Hi Team,
I have configured alluxio with HDFS cluster, and running TPC-DS benchmarking comparing HDFS Vs Alluxio on Hive and Spark. But I don't see any performance gain while accessing through alluxio in fact some queries are under performing with Alluxio for both Hive and Spark.
I am using alluxio 2.9.5 and Hadoop 3.3
I am testing this with the disaggregated setup of Hadoop workers Vs Alluxio as follows
HDFS test:
Hadoop DataNode and NodeManager are running on separate nodes
Vs
Alluxio test:
Alluxio workers are co-located with Hadoop Nodemanagers(compute layer) and hadoop Data node isolated from node manager.
As these are TPC-DS queries, they are mostly read heavy jobs.
- Running with 1TB TPC-DS dataset
- Alluxio configured with CACHE and ASYNC_THROUGH as read and write types.
- Tried clearing OS buffer cache as it mentioned in other docs but no luck
- Alluxio configured only with memory as a cache and it has 30% of free cache available at any given point.

[Required tasks]
#1 Give every bulleted point in the Alluxio benchmarking post.
#2 Write the next few lines of the Alluxio benchmarking post, picking up after its last line.

[Extracted data]
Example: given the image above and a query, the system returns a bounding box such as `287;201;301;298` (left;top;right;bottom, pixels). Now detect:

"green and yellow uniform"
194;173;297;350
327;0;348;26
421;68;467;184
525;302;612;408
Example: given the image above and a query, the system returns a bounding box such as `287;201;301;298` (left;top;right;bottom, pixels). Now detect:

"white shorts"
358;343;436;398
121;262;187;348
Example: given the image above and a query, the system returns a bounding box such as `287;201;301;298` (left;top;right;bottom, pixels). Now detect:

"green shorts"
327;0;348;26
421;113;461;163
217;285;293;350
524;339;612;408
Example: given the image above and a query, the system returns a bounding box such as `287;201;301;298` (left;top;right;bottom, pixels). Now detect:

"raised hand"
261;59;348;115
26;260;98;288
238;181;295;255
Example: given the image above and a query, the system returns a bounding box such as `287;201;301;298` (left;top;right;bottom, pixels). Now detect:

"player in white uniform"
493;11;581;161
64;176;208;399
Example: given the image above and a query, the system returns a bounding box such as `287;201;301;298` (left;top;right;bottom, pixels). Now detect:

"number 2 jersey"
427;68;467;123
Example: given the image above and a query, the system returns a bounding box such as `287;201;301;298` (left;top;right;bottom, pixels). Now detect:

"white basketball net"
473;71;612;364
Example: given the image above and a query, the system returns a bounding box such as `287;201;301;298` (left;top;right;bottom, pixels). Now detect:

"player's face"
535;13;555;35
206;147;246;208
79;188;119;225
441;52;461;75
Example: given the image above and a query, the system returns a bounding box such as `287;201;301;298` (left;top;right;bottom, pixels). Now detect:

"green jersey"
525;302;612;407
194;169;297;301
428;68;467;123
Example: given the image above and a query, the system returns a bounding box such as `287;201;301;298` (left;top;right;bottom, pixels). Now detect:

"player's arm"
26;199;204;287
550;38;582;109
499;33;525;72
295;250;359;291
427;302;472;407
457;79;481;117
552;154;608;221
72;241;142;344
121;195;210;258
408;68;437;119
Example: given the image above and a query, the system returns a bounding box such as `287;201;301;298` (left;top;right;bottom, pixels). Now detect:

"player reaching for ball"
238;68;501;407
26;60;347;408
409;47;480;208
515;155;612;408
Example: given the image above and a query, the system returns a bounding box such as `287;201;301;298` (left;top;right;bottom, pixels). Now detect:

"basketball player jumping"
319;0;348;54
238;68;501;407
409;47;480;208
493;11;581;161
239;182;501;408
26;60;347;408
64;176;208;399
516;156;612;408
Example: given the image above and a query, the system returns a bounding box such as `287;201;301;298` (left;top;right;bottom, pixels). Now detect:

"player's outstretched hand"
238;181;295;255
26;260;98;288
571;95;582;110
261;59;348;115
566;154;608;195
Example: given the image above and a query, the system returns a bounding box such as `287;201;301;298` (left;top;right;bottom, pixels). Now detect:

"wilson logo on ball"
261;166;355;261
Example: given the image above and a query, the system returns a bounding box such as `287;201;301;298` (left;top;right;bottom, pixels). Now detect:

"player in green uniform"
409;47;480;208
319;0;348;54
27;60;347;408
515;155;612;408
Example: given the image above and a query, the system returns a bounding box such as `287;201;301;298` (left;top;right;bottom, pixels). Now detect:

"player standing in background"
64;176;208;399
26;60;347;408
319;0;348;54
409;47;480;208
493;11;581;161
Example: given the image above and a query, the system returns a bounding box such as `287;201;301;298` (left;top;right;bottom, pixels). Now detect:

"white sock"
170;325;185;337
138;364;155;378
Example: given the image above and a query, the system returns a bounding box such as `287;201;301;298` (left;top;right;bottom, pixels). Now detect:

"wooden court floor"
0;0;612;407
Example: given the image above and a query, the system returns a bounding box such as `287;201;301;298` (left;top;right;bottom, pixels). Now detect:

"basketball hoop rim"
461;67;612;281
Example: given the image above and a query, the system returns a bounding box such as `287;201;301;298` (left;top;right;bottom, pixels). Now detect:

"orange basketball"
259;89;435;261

[The replies]
#1
- Running with 1TB TPC-DS dataset
- Alluxio configured with CACHE and ASYNC_THROUGH as read and write types.
- Tried clearing OS buffer cache as it mentioned in other docs but no luck
- Alluxio configured only with memory as a cache and it has 30% of free cache available at any given point.

#2
- As per metrics, cache hit is happing as expected for subsequent queries
- Added following properties to see if it makes any difference but no luck
alluxio.user.ufs.block.read.location.policy=alluxio.client.block.policy.DeterministicHashPolicy
alluxio.user.ufs.block.read.location.policy.deterministic.hash.shards=3
alluxio.user.file.persistence.initial.wait.time=-1
alluxio.user.file.persist.on.rename=true
alluxio.master.persistence.blacklist=_temporary
I am missing anything here?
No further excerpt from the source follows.